If you know Satoshi's protocol, you would know that ANYONECANPAY has existed since the very early days, and was always intended as a feature to upgrade script types such that old nodes didn't experience the new scripts as a hard fork, no doubt ANYONECANSPEND was used for the introduction of multisig addresses too (yet you're leaving those out of your TheftCoin idea for no reason at all). So you can keep pretending that the developers have deliberately created a vulnerable new spend type all you like, you're not fooling anyone (except apparently cellard, and your alter ego friend from trilemma.com).

You are mistaken yet again, OP_CHECKMULTISIG does not require P2SH:

https://bitcoin.org/en/glossary/multisig

ANYONECANSPEND is put there so that any idiot scammers who want to soft fork provide the miners the means to force the soft fork to forkoff in a hard fork by taking P2SH transactions as donations. It is provided so that miners and the economic majority (i.e. the whales) decide when to cause a soft fork to hardfuckoff. It is also put there to give the useless idiots a belief that they have some political control over Bitcoin to serve as a spanking lesson about how Satoshi Bitcoin destroys and disintermediates politics (even disintermediating the sovereignty of nation-states with jurisdictional arbitrage).

Gavin proposed OP_CHECKMULTISIG and P2SH. Let’s remember that that Gavin and John Nash were both at Princeton at the same time. Hmm.

What we can see is that Satoshi put in some invariants (1MB block size, limited number of sigs in a multi-sig) that would tempt others to want to attempt to upgrade his protocol. Those upgrades (no matter how they would have been proposed in a BIP) would only be a soft fork if old clients treat them as “cannot decode”. If there’s UTXO that is “cannot decode” then miners can create a spend script which has no sig for the payer from that “cannot decode” UTXO to a new UTXO which is a standard output understood by the Satoshi protocol. So that is why I say although Gavin proposed P2SH, Satoshi actually designed ANYONECANSPEND into his original protocol via the invariants and what he knew humans would try to do to his protocol.


There is no doubt in mind that Bitcoin will prosper when Core is kicked off.

Bitcoin is not driven by these useless minnows who think Bitcoin was created to be a popular transaction scalability system.

Besides when someone releases a proof-of-stake system without the nothing-at-stake flaw, then the on-chain transaction scalability problem is going to disappear overnight.

That will drive huge widespread demand for cryptocurrency in general and Bitcoin will continue to be the unit-of-account for power money. Thus my work will actually help grow Bitcoin.

I am not worried at all. The future looks like $billionaire around the corner for me. Now if y’all don‘t mind, I will STFU because I can’t get my work done while arguing on BCT.

Hi, Newbie here

I posit that the "event" that results in Core being kicked off Bitcoin won't necessarily be greed motivated but will be a direct result of "Re-introducing imperial barnacles".

Can someone point me to more information about "Safe" addresses. Are those legacy addresses? Or just 1addresses? How best to create, use?

Data section:
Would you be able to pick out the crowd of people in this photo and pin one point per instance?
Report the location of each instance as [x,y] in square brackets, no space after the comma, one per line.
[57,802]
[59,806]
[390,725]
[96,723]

What needs to be done: In the Bitcoin forum excerpt, who proposed OP_CHECKMULTISIG and P2SH? Rely only on the Bitcoin forum excerpt, not on the data.

Exercise response: Gavin